Objective.
Pick out each line in the records below that contains the word "handbag", and copy those lines.

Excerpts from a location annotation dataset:

-- start --

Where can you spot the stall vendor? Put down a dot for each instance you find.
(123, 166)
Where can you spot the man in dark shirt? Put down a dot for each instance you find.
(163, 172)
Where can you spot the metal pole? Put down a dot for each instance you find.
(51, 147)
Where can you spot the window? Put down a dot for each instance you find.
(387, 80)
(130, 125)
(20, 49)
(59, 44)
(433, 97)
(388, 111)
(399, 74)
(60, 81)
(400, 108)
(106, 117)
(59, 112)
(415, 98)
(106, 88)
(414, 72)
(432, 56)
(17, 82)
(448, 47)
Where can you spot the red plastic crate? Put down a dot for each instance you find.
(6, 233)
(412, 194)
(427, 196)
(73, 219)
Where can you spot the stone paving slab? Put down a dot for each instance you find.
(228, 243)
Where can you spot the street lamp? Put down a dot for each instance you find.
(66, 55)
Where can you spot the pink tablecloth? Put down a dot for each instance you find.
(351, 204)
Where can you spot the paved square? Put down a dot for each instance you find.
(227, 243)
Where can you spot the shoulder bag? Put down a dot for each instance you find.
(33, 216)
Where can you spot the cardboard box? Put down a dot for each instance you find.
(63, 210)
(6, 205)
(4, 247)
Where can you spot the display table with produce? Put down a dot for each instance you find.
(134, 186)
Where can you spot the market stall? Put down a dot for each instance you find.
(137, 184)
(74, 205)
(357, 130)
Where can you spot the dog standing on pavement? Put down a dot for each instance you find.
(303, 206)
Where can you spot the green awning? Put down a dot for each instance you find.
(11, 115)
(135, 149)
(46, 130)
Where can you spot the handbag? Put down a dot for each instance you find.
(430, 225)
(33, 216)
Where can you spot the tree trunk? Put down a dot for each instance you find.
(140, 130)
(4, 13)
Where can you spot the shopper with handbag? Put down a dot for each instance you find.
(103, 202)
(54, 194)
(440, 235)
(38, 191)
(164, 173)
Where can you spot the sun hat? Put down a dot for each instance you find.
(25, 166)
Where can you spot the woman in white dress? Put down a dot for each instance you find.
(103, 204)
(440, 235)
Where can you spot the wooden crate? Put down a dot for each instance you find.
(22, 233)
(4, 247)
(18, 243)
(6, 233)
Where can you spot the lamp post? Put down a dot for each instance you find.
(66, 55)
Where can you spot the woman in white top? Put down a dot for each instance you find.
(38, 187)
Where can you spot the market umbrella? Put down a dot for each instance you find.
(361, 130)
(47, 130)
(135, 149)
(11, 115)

-- end --
-- start --

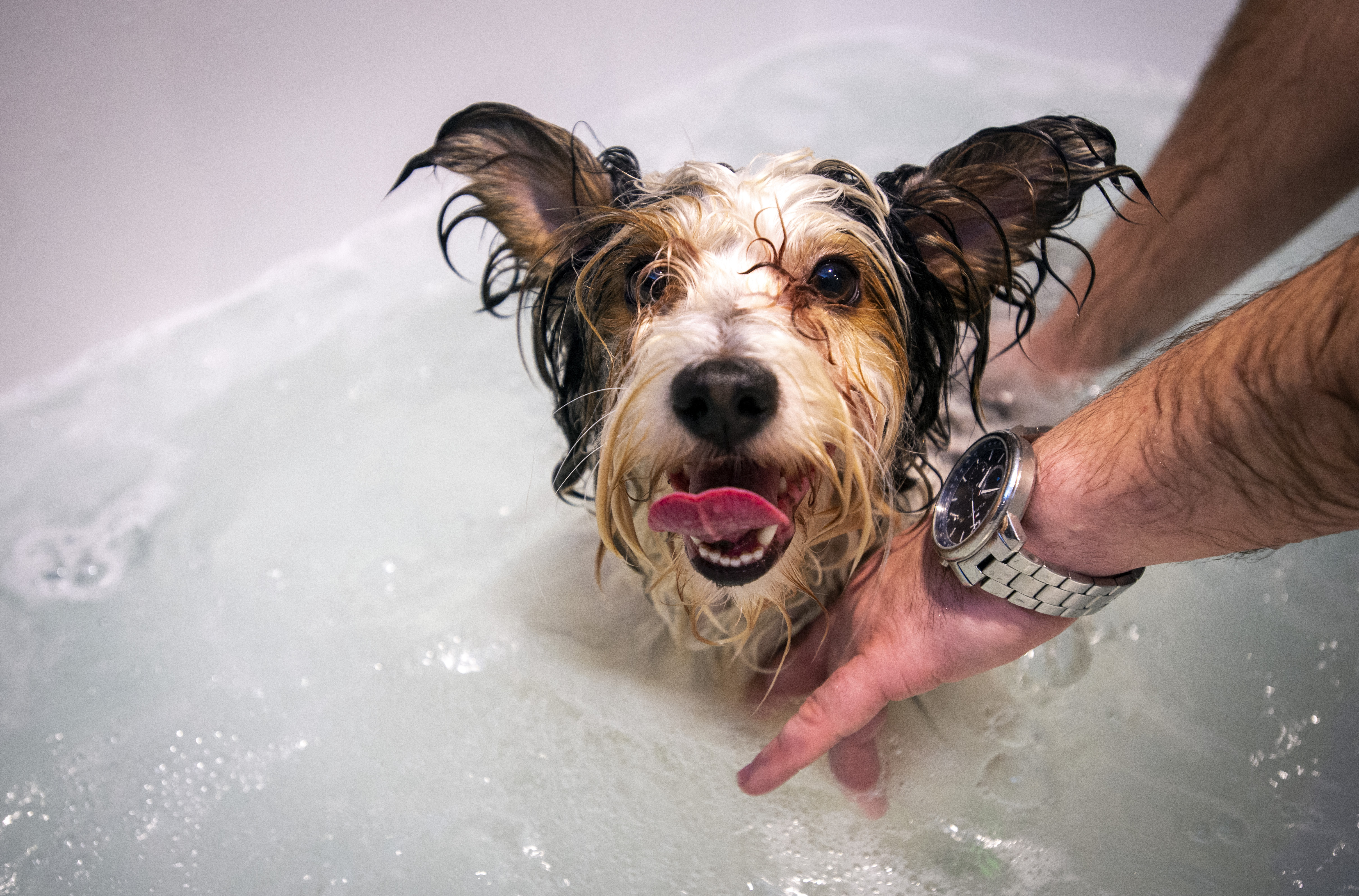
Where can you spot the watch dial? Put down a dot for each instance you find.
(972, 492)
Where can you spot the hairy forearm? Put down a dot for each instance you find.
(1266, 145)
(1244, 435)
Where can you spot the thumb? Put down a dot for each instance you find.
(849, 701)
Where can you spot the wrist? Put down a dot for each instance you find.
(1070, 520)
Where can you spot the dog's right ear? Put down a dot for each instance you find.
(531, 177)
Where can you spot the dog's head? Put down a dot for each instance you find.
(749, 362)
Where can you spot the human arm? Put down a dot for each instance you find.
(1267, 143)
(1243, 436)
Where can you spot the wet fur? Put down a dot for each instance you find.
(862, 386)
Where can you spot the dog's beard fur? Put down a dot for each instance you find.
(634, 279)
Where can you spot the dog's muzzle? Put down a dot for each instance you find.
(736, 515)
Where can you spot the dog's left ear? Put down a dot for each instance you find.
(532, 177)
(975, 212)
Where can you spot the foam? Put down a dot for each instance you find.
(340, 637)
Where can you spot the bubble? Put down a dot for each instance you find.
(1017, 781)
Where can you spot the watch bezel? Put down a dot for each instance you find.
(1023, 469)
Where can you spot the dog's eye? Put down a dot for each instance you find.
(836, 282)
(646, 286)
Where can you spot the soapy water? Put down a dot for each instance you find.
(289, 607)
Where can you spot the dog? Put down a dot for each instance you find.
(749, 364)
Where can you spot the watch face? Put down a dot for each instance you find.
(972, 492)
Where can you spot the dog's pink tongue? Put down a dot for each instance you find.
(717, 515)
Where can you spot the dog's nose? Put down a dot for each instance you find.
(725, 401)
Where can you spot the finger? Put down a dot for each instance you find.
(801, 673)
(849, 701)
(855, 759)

-- end --

The answer.
Where can you spot the handbag? Put down a dot for each instance you find.
Where can you spot the shopper with handbag? Put down a dot for each instance you find.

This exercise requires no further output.